All the more important rivers have already been harnessed for electricity generation. Stations on the remaining rivers would be uneconomical in present circumstances, having regard particularly to the high initial capital costs and current high interest rates. The Electricity Supply Board, however, are continuing to collect data and investigate other rivers with a view to possible later development for hydro generation. The Board have in operation a 15 megawatt generating station at Arigna using native coal and considerable quantities of native coal are also used at Ringsend station. Although the use of nuclear energy for generating electricity is not foreseen in the immediate future, the Board is keeping in close touch with developments in this field.

The programme of capital expenditure other than that for rural electrification approved by the Board already exceeds £100 million and they will require shortly to enter into commitments exceeding the present statutory limit of £100 million. The Board have, therefore, requested that the limit should be increased to £120 million, which they consider the minimum necessary to cover expenditure and commitments for the next four years or so.

The Bill raises by £2 million to £32 million the total amount which the Board may spend on the electrification of rural areas. It had been estimated that a total of £30 million would be sufficient to complete the scheme but a wider response in some areas than had been provided for has resulted in increased expenditure and it is now expected that by the time the scheme has been completed, in about another two years, expenditure will approach £32 million. As the scheme nears completion, the rate of progress has slowed down slightly but, nevertheless, forty areas were completed in the year ended 31st March, 1960, and the same number is expected to be done in the current year. At 30th September, 1960, 708 areas had been completed and there were only 84 areas in which work had yet to commence. The raising of the limit of £30 million to £32 million involves increasing the total amount of the subsidy which may be paid to the Board by £1 million.

The Board, in their annual report for the year 1959/60, point out that when the programme of rural electrification was decided upon, it was accepted that it would be an unremunerative service and that a 50 per cent. capital subsidy by the State was the minimum necessary to enable the scheme to be initiated. The alteration in State policy in relation to subsidy in 1955, resulted in the Board having to bear capital expenditure amounting almost to £9.5 million which it had expected to be met by subsidy and this, as the report indicates, has involved a continuing burden of more than £500,000 per annum on the finances of the Board. Moreover, the rural areas now being developed are the more uneconomic areas and the subsidy of 50 per cent. of the capital cost, which was restored in 1958, is not sufficient to enable supply to be provided except at a continuing loss to the Board.

The aggregate of losses on the Board's rural account in the past five complete years has amounted to £2.73 m. The loss in the latest year was £888,000 and this figure is expected to increase still further.

Surpluses on non-rural account have helped to offset the losses on rural electrification, but a nett deficiency of £195,000 in the Board's revenue emerged in the year ended 31st March, 1958. The nett deficiency in the following year, that is, in the year ended 31st March, 1959, was £99,000.

In the year which ended on 31st March, 1960, the surplus on the Board's non-rural account fell short of the rural deficit by well over £500,000 and, as a result, the Board showed an overall deficiency for the third successive year, the sum involved, in that year, being £433,000. The Board, accordingly, indicated that to put their finances in order an increase in charges would be necessary.

::::

Jobs:
a) List every overall deficiency the electricity supply text reports for the Electricity Supply Board's revenue, and give the year each belongs to.
b) Reproduce the electricity supply text from "Surpluses on non-rural" up to and including "1959, was £99,000.", word for word.
c) Carry on the electricity supply text from the point where it stops.

::::

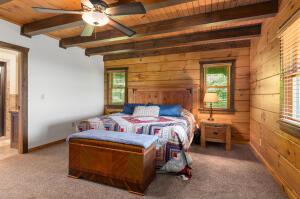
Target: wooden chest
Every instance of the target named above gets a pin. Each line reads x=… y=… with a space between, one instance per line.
x=119 y=165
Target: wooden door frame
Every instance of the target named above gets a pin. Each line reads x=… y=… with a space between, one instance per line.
x=4 y=65
x=22 y=94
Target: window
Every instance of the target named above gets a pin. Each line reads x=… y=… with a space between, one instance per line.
x=290 y=74
x=117 y=83
x=216 y=78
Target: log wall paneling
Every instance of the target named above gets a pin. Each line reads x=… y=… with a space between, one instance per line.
x=277 y=149
x=183 y=70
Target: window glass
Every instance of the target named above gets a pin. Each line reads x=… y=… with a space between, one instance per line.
x=117 y=87
x=217 y=81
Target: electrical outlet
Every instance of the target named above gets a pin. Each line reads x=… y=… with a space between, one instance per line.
x=259 y=142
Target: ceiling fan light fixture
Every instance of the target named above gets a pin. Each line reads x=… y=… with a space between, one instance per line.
x=95 y=18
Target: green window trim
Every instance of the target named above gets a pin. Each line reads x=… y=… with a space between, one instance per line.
x=218 y=76
x=116 y=86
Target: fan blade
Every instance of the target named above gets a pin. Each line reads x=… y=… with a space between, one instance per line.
x=87 y=3
x=127 y=9
x=127 y=31
x=56 y=11
x=87 y=31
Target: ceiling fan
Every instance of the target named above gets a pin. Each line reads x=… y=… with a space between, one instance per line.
x=98 y=13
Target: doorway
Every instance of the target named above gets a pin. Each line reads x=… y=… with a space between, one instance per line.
x=2 y=97
x=18 y=115
x=6 y=138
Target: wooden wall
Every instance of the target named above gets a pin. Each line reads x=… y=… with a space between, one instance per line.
x=184 y=70
x=279 y=151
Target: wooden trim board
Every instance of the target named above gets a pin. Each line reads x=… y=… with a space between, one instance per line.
x=46 y=145
x=290 y=193
x=23 y=93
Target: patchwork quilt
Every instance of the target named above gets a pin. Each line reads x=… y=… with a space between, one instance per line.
x=175 y=133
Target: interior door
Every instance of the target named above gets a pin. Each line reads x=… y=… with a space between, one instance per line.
x=2 y=98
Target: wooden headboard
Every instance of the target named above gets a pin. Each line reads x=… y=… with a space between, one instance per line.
x=187 y=97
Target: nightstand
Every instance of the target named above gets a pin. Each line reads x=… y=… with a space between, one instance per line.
x=216 y=131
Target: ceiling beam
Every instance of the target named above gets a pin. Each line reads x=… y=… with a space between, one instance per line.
x=51 y=24
x=243 y=13
x=231 y=34
x=68 y=21
x=176 y=50
x=4 y=1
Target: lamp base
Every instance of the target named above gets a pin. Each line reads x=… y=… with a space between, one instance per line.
x=210 y=119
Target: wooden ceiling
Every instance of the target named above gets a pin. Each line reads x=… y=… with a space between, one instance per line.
x=167 y=24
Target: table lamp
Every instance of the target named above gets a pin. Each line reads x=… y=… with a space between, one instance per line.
x=211 y=98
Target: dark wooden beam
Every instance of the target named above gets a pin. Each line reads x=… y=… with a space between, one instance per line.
x=176 y=50
x=224 y=35
x=51 y=24
x=68 y=21
x=243 y=13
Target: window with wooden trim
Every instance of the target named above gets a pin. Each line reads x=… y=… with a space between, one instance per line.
x=117 y=84
x=217 y=77
x=290 y=73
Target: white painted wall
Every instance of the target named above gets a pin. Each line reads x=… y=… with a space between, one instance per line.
x=64 y=85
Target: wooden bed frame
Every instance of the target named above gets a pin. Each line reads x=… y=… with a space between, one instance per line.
x=126 y=166
x=120 y=165
x=187 y=97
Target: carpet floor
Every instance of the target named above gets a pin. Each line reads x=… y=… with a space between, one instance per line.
x=217 y=174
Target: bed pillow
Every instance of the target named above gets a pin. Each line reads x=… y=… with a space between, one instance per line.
x=170 y=110
x=146 y=111
x=129 y=108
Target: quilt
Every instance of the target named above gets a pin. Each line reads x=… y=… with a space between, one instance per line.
x=174 y=133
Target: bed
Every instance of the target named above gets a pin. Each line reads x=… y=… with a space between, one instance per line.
x=175 y=133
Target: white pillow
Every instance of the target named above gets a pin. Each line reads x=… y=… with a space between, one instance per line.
x=146 y=111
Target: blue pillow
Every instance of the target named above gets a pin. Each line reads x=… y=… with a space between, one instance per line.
x=129 y=108
x=170 y=110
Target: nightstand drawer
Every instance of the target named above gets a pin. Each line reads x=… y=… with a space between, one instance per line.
x=215 y=132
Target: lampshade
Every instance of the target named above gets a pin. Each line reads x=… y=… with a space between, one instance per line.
x=211 y=97
x=95 y=18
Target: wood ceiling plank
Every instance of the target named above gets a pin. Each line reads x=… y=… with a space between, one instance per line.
x=51 y=24
x=4 y=1
x=175 y=50
x=255 y=11
x=66 y=21
x=239 y=33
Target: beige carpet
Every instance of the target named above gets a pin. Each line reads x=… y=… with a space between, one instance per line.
x=217 y=174
x=5 y=150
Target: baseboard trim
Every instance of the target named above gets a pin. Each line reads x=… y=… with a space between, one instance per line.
x=46 y=145
x=290 y=193
x=240 y=142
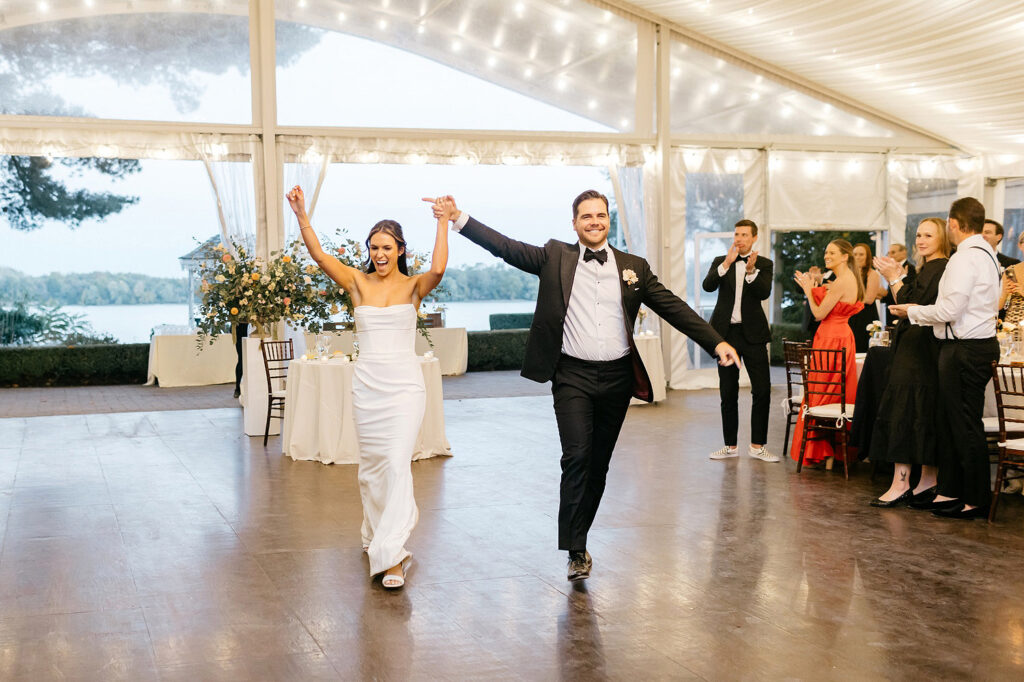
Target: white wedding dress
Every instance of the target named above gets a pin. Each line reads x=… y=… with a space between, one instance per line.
x=388 y=399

::::

Responses by task:
a)
- £195,000, in the year ended 31st March, 1958
- £99,000, in the year ended 31st March, 1959
- £433,000, in the year ended 31st March, 1960

b)
Surpluses on non-rural account have helped to offset the losses on rural electrification, but a nett deficiency of £195,000 in the Board's revenue emerged in the year ended 31st March, 1958. The nett deficiency in the following year, that is, in the year ended 31st March, 1959, was £99,000.

c)
The statute clearly sets out the duties and responsibilities of the Board in circumstances of this kind. It is entirely the responsibility of the Board under Section 21 of the Electricity (Supply) Act, 1927, to ensure that its revenue will be sufficient to meet outgoings. In discharge of this responsibility, the Board recently announced an increase in charges which, I understand, will add approximately five per cent. to its total revenue.

The amount of the increase and the decision to apply it are entirely the responsibility of the Board, and I have no statutory function in the matter. I have been struck, however, by the fact that the average price per unit for all electricity sold by the Board in the year 1959/60 was only 36 per cent. above the corresponding price in the year ended 31st March, 1939. This compares with increases in the costs of gas, oil and coal over the same period ranging from 145 per cent. to 218 per cent. and with increases of 164 per cent. in the consumer price index, 232 per cent. in the wholesale price index, and nearly 230 per cent. in average earnings per week in industry.

The comparisons I have quoted and indeed the general record and reputation of the Electricity Supply Board reflect the efficiency and devotion to the public interest with which the Board and their staff have discharged their responsibilities. The Board are not complacent, however, and take every opportunity to increase efficiency further and reduce costs. I am glad to know that in these respects, the Board, like other forward looking organisations, are making use of modern techniques such as work study.

The limit of £25 m. on the amount which the Electricity Supply Board may borrow from the public by the creation of stock is being withdrawn. When the Board was first authorised to seek finance from the public, under the 1954 Act, a statutory limit was set to the amount which the Board might so borrow. Experience has shown that this limitation is unnecessary and the present opportunity is being taken to remove the limit. The prior consent of the Ministers for Finance and Transport and Power will, of course, continue to be required to each public borrowing operation by the Board.

Under existing provisions the Board have made two issues of stock totalling £15 million.

The Bill also makes provision for the assumption by the Minister for Lands of certain powers and functions in relation to the fisheries vested in the Electricity Supply Board. Some few provisions in existing legislation in regard to the Board's fisheries provide for the consent of the Minister for Transport and Power in certain cases, but, in general, the Minister for Transport and Power has no function in regard to the Board's fisheries nor has he available to him the information and technical advice which he would require to deal with any matter which may arise in regard to them, either in the Oireachtas or elsewhere. It is desirable, therefore, that the Minister for Lands, to whom the necessary information and technical advice are available, should be more closely associated with the administration of the fisheries and that the occasional questions which may arise should be dealt with by that Minister.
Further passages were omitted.